INTERVALO INTRAJORNADA DO ARTIGO 71, § 4º DA CLT - Carlos Alberto Begalles

Professor de Direito do Trabalho da Universidade Católica de Goiás e
da Universidade Salgado de Oliveira,
Mestrando em Direito Público pela UFPE,
Advogado em Goiânia.

“S. m. j., podemos concluir que a ausência de intervalo intrajornada inserida na legislação importa em pagamento de indenização não horas extras com reflexos e, além disso, o pagamento deve referir-se ao intervalo suprimido mais o adicional.”


O presente trabalho tem por escopo efetuar uma análise do art. 71, § 4º da CLT, sobre dois temas importantes relacionados ao mesmo: se o valor devido pelo empregador no caso de supressão do intervalo intrajornada é somente do adicional ou se o empregador deve pagar o valor da hora suprimida mais o adicional. Além disso, quanto à natureza jurídica do pagamento a que é condenado o empregador no caso de não-concessão de intervalo intrajornada: trata-se de horas extras com reflexos nas demais verbas rescisórias ou trata-se de parcela de natureza indenizatória.


Referindo-se a duração da jornada de trabalho, ARNALDO SUSSEKIND dispõe que: “dentre os princípios que se universalizam visando à proteção do trabalho humano e a dignificação do trabalhador, cumpre destacar os referentes à limitação do tempo de trabalho. Se os dois principais objetos e obrigações decorrentes da relação de emprego são o trabalho prestado pelo empregado e o salário pago pelo respectivo empregador, torna-se evidente a importância do sistema legal que impõe limites à duração do trabalho”. 1


Esse sistema legal que impõe limites à duração do trabalho pode dar-se de três maneiras: diária, durante a jornada de trabalho; semanal, com o descanso semanal remunerado; ou anual, com as férias.
No que se refere ao descanso intrajornada, preceitua o art. 71 da CLT sobre a concessão compulsória de intervalos intrajornada no sentido de que quando a jornada for de até quatro horas diárias, não haverá obrigatoriedade de concessão de intervalo; acima de quatro horas até seis horas, obrigatoriedade de um intervalo para descanso de quinze minutos; jornada diária acima de seis horas, intervalo de no mínimo uma hora e, salvo acordo ou convenção coletiva em contrário, não poderá exceder a duas horas. Essas pausas compulsórias não são computadas na jornada de trabalho.

**Instruções**: Reescreva em forma de lista o parágrafo do texto que começa com "No que se refere ao descanso intrajornada", conservando suas informações principais.

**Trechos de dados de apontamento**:
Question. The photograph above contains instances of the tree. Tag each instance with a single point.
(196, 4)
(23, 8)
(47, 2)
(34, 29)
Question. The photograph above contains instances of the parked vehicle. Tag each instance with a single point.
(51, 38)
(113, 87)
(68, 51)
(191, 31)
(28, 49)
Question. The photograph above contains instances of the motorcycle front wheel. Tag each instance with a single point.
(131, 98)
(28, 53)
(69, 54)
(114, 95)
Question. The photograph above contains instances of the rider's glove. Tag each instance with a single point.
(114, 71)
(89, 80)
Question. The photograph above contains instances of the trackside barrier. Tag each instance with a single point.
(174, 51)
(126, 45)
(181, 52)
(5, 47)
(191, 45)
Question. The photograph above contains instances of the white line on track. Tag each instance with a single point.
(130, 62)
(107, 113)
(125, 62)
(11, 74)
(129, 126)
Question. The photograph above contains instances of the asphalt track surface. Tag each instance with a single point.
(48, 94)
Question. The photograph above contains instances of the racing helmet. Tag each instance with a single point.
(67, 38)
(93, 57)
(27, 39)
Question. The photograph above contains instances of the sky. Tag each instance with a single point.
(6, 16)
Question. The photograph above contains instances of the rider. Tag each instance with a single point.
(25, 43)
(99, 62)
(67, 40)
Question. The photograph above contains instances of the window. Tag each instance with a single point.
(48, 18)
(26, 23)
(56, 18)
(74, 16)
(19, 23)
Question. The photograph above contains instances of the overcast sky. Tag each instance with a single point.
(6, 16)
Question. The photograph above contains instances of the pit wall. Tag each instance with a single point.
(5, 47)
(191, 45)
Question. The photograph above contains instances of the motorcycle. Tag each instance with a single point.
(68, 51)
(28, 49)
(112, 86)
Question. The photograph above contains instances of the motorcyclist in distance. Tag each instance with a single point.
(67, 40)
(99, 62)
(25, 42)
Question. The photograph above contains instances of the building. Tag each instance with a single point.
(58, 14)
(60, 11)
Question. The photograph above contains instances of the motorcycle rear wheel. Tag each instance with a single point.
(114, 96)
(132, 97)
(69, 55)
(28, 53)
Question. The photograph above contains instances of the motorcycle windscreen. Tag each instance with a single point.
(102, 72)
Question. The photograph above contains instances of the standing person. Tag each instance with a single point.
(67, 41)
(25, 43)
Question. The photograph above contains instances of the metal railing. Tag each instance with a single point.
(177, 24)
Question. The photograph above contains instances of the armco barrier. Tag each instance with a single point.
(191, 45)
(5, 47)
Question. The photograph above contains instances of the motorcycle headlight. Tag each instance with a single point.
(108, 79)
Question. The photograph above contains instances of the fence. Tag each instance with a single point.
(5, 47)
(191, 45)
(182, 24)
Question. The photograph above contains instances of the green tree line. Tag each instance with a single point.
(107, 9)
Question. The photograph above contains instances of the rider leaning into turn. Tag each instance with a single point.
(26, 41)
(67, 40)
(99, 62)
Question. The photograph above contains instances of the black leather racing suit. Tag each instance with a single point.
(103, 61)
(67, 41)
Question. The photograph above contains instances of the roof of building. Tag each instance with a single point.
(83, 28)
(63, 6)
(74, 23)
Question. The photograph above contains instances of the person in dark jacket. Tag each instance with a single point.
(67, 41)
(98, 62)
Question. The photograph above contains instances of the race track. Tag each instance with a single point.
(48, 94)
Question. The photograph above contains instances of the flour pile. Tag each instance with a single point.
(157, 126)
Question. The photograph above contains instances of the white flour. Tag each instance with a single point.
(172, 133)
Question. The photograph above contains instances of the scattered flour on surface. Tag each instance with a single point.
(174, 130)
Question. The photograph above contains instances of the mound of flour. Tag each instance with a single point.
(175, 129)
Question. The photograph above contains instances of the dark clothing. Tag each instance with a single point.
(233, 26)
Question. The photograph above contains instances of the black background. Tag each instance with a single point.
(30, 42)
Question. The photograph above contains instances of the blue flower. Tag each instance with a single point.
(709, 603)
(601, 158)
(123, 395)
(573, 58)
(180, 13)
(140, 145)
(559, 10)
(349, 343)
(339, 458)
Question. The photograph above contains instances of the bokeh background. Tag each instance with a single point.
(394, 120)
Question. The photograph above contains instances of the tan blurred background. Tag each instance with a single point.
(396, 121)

**Resposta**:
Intervalos intrajornada compulsórios segundo o art. 71 da CLT:
- Jornada de até quatro horas diárias: não há obrigatoriedade de intervalo.
- Jornada acima de quatro horas e até seis horas: intervalo obrigatório de quinze minutos para descanso.
- Jornada diária acima de seis horas: intervalo de no mínimo uma hora. Salvo acordo ou convenção coletiva em contrário, esse intervalo não pode exceder duas horas.
- Essas pausas compulsórias não são computadas na jornada de trabalho.